EXCERPTED RECORDS:
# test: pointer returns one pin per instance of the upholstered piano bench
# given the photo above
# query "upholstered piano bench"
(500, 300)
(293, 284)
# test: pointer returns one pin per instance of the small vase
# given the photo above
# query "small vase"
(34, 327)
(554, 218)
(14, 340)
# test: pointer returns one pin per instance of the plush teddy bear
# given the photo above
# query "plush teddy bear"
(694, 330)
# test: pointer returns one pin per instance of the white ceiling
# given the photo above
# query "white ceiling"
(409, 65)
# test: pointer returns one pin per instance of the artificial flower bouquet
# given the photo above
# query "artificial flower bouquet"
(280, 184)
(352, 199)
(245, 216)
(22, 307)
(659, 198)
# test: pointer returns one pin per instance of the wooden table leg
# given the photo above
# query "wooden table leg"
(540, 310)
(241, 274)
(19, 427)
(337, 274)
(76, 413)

WORK TO BE COMPLETED: Find the string "instance" in the entries above. Copy each line where it occurs.

SOLUTION BELOW:
# test: pointer returns one pin per instance of the upholstered piano bench
# test: pointer returns one pin per instance of the small vase
# test: pointer returns one pin per instance of the plush teddy bear
# test: pointer returns one pin per instance of the white ceiling
# test: pointer returns one pin per instance of the artificial flower bouquet
# test: pointer returns one pin per instance of the wooden table leg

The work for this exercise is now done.